DATA SHOWN:
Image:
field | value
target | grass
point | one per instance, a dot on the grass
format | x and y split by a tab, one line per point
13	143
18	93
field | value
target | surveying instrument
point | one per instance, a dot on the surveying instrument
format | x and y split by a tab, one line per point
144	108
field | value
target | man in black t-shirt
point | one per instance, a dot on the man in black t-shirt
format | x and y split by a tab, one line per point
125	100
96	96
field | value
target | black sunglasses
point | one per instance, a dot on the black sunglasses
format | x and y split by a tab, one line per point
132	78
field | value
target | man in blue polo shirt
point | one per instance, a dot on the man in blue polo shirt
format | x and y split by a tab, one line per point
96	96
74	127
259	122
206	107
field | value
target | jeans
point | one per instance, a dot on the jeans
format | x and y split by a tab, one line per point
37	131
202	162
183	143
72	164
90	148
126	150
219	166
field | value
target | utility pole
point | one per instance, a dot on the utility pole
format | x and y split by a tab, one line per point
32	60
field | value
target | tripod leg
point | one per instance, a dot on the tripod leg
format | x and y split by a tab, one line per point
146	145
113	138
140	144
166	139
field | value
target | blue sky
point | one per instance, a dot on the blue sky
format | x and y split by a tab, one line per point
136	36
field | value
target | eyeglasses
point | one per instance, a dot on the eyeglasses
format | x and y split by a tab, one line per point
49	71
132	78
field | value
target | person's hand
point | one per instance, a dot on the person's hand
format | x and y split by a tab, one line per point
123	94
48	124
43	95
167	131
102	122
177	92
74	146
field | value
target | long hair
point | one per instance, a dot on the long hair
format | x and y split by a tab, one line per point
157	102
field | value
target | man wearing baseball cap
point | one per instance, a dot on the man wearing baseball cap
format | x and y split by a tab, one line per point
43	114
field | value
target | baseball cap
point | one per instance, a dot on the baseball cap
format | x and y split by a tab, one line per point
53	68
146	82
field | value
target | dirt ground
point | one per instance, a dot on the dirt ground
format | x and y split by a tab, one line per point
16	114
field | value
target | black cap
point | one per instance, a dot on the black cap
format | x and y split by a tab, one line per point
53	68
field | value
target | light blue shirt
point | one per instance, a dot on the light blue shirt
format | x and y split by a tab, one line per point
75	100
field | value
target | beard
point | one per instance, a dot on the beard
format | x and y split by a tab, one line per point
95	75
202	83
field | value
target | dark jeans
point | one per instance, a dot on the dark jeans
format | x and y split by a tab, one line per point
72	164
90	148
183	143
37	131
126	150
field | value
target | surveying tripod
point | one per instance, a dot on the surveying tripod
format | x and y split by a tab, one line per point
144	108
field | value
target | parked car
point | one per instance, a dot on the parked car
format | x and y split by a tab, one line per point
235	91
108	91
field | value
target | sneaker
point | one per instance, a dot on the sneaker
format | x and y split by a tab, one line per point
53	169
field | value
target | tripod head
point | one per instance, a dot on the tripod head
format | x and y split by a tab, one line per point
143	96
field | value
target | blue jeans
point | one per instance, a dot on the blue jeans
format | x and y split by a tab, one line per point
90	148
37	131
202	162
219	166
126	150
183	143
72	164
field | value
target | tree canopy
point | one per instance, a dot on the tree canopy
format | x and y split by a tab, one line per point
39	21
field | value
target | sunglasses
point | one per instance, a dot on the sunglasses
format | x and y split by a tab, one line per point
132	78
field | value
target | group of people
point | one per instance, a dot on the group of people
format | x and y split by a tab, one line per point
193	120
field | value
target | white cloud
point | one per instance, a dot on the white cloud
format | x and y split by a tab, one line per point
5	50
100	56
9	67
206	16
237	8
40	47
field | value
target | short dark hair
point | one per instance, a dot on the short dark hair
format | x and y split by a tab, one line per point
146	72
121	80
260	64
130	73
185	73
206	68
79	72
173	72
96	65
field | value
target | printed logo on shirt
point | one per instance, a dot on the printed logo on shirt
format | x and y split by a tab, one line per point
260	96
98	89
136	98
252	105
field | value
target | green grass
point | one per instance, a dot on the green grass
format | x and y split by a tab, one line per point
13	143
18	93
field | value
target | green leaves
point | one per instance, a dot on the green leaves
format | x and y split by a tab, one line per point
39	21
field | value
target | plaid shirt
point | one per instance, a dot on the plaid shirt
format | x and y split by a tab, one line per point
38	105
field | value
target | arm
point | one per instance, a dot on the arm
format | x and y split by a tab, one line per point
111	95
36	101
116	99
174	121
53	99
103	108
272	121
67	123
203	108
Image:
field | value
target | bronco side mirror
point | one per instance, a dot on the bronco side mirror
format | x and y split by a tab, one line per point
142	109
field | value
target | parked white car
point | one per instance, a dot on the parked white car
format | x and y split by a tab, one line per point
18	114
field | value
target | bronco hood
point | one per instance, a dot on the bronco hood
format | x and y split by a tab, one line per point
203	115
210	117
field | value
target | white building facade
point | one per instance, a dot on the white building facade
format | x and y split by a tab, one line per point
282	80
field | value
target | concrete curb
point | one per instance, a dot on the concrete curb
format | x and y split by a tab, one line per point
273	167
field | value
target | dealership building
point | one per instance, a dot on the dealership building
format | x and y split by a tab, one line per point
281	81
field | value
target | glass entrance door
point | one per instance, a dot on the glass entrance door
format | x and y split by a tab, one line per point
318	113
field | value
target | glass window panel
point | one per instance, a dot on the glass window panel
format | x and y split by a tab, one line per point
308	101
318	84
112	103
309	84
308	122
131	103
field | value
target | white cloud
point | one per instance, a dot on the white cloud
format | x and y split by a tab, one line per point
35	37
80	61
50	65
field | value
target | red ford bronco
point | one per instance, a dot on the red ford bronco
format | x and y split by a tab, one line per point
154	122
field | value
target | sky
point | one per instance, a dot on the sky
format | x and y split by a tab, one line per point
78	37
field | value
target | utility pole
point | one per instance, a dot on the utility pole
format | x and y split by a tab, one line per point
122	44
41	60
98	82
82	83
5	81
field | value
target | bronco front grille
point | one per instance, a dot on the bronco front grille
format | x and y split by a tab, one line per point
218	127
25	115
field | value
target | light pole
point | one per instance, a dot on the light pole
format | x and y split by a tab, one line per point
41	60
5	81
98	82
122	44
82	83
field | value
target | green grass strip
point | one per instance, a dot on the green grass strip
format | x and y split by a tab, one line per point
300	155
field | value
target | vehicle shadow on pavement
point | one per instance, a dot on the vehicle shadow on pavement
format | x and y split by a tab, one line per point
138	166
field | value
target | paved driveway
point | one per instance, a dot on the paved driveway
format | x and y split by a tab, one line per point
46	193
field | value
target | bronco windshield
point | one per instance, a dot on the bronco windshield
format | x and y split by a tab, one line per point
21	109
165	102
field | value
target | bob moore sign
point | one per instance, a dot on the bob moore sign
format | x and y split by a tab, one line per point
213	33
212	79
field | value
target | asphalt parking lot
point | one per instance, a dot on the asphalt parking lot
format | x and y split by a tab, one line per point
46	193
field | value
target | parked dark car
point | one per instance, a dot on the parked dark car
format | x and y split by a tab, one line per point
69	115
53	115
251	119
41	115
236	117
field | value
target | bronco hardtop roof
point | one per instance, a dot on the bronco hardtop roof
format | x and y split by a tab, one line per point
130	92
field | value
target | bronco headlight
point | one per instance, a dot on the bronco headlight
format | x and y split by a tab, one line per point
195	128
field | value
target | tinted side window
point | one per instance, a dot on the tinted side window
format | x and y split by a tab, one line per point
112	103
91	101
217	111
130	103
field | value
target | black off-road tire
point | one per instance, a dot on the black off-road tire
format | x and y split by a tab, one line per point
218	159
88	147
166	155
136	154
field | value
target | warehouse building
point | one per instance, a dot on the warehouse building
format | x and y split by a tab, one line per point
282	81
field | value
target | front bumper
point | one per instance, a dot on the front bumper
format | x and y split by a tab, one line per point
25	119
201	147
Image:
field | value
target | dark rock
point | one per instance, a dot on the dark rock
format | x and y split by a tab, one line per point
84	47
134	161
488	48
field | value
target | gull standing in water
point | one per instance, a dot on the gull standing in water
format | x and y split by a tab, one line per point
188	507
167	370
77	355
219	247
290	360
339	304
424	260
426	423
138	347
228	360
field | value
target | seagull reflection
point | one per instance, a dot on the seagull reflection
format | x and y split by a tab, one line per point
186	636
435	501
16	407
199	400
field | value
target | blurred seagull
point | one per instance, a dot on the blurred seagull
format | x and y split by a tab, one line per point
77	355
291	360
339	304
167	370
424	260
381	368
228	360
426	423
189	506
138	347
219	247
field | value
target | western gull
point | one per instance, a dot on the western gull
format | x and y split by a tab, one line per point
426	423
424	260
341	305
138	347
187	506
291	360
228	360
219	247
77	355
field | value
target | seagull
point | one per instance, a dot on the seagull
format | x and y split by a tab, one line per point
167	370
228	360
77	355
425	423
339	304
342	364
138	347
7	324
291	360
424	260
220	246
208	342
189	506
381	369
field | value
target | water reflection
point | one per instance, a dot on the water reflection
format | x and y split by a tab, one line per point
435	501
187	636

* * *

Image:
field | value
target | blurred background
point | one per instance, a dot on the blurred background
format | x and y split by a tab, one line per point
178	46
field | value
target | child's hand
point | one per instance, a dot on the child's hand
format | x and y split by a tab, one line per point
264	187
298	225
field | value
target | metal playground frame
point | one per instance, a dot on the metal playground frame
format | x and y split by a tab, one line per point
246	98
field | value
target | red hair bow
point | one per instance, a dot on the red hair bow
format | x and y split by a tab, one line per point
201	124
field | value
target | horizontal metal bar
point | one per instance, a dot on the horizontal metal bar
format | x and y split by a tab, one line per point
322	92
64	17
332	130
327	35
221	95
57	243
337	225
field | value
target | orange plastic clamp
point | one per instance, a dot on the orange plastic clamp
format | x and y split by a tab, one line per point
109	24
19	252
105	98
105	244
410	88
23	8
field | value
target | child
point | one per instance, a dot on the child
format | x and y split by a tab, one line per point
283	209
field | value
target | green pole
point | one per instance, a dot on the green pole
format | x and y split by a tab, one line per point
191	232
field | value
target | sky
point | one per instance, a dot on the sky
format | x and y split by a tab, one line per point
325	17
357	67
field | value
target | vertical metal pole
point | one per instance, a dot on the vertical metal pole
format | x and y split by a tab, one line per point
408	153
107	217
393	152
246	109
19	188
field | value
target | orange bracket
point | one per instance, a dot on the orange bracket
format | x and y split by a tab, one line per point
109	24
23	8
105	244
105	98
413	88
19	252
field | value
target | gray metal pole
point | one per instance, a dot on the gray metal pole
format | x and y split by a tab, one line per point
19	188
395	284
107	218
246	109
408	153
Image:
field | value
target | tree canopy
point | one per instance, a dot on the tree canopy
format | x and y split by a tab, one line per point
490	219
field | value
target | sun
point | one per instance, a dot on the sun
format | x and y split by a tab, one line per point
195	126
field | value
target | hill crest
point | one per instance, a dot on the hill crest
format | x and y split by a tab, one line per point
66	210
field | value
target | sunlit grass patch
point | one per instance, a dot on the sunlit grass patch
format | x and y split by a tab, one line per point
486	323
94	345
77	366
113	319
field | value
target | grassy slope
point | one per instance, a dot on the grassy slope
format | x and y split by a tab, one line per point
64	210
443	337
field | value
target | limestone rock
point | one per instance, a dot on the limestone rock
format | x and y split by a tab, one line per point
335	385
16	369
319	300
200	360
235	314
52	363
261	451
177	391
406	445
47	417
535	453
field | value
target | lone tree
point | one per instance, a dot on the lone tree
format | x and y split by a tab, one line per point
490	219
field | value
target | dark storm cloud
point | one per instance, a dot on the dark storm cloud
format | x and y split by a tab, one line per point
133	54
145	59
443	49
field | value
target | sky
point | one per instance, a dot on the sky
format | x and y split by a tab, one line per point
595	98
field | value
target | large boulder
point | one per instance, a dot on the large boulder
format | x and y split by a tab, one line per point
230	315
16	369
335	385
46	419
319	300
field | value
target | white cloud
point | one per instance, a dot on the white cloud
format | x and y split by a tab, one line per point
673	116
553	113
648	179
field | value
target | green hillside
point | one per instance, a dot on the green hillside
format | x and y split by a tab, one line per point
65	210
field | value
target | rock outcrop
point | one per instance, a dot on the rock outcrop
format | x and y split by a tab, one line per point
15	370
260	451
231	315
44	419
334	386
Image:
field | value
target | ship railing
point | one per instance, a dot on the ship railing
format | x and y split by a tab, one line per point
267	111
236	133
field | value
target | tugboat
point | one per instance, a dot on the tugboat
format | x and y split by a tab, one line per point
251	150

==

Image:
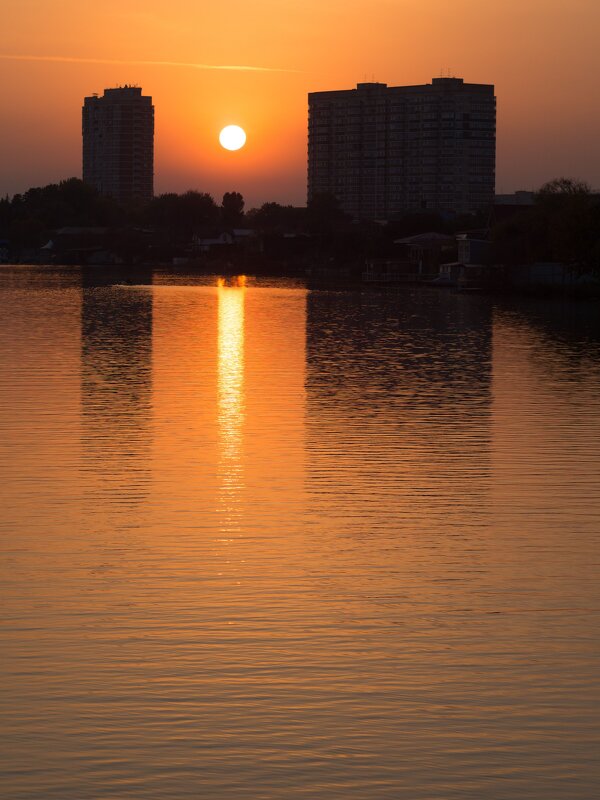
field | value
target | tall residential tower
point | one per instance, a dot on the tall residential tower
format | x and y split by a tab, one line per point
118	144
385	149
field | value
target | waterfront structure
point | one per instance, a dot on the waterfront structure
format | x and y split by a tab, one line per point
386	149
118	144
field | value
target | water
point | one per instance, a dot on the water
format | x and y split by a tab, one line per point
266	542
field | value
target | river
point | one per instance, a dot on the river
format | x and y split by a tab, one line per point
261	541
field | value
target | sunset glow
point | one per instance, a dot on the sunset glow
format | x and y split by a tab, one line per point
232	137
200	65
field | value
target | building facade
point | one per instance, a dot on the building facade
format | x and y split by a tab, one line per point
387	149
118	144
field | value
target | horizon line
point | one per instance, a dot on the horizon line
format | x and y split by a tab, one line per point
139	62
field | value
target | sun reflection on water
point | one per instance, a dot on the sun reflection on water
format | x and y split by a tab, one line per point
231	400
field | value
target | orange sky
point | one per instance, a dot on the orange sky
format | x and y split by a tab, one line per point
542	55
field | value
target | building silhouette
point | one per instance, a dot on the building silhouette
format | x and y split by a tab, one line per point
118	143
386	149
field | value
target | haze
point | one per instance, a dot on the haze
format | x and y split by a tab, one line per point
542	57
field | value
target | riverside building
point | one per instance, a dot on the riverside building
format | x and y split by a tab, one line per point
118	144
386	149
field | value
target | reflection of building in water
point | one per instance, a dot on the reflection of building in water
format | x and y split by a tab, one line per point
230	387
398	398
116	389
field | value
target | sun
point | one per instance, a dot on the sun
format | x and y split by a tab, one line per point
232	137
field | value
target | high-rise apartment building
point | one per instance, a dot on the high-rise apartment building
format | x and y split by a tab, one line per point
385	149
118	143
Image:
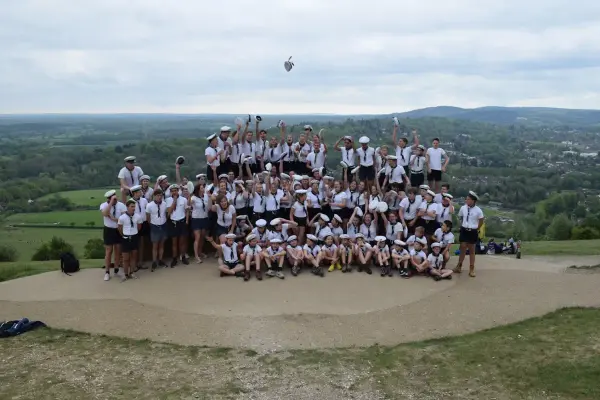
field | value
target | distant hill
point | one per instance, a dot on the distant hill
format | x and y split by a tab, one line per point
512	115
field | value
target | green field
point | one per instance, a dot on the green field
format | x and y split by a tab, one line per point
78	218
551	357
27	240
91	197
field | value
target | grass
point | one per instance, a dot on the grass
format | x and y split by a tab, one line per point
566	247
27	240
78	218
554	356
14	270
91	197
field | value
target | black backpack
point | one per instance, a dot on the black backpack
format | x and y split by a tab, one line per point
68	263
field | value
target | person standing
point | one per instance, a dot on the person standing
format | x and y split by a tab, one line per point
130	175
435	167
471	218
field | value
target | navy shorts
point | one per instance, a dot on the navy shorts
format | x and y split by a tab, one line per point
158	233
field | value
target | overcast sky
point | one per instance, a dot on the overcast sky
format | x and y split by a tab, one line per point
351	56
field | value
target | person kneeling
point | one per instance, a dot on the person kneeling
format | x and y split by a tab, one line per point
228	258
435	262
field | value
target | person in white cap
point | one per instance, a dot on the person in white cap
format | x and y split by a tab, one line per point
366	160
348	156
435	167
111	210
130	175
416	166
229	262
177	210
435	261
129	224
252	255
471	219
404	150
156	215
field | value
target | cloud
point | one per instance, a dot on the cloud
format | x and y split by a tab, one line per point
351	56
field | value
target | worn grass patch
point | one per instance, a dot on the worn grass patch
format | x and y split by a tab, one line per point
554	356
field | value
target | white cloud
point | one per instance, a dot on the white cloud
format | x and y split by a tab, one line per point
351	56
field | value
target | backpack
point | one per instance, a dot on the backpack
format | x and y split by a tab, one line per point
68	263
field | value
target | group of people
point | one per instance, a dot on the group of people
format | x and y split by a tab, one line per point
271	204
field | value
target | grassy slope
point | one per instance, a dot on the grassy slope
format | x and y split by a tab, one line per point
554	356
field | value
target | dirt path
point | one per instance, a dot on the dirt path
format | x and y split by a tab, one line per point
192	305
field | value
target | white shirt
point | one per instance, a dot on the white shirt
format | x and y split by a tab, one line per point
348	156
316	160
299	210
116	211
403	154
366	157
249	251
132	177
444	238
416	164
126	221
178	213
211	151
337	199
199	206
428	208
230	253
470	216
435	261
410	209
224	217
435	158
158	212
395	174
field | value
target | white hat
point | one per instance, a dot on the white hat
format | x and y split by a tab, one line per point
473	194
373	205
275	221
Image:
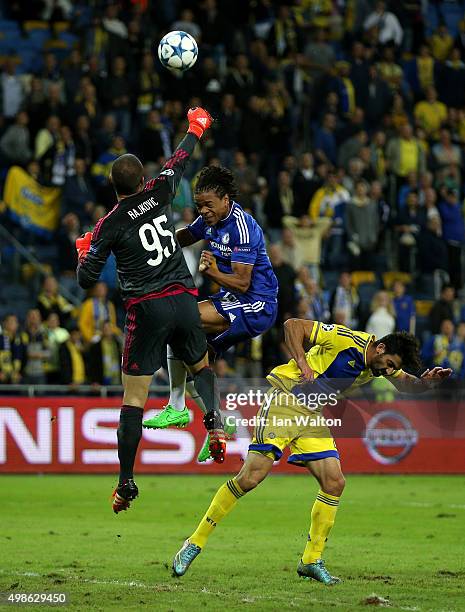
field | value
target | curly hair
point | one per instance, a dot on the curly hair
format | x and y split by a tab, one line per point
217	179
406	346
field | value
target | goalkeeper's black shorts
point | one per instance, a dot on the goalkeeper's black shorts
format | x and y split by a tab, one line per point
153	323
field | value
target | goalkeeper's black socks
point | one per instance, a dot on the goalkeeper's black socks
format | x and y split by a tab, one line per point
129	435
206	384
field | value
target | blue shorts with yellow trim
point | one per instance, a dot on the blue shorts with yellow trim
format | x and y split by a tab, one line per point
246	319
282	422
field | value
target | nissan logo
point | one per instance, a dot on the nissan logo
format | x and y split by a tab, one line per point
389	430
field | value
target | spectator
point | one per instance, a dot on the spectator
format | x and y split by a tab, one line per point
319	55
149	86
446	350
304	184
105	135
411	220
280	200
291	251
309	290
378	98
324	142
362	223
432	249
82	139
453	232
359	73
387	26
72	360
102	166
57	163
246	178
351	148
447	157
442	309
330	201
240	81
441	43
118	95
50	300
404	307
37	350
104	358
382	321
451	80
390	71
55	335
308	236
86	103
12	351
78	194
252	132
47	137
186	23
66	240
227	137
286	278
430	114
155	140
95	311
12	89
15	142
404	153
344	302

WORK INSTRUCTIONS: Pick out every line of the material above that contains the word "wearing", and copy each one.

THE ANSWER:
target | man wearing baseball cap
point | one per instance, a dot on the man wearing baseball cap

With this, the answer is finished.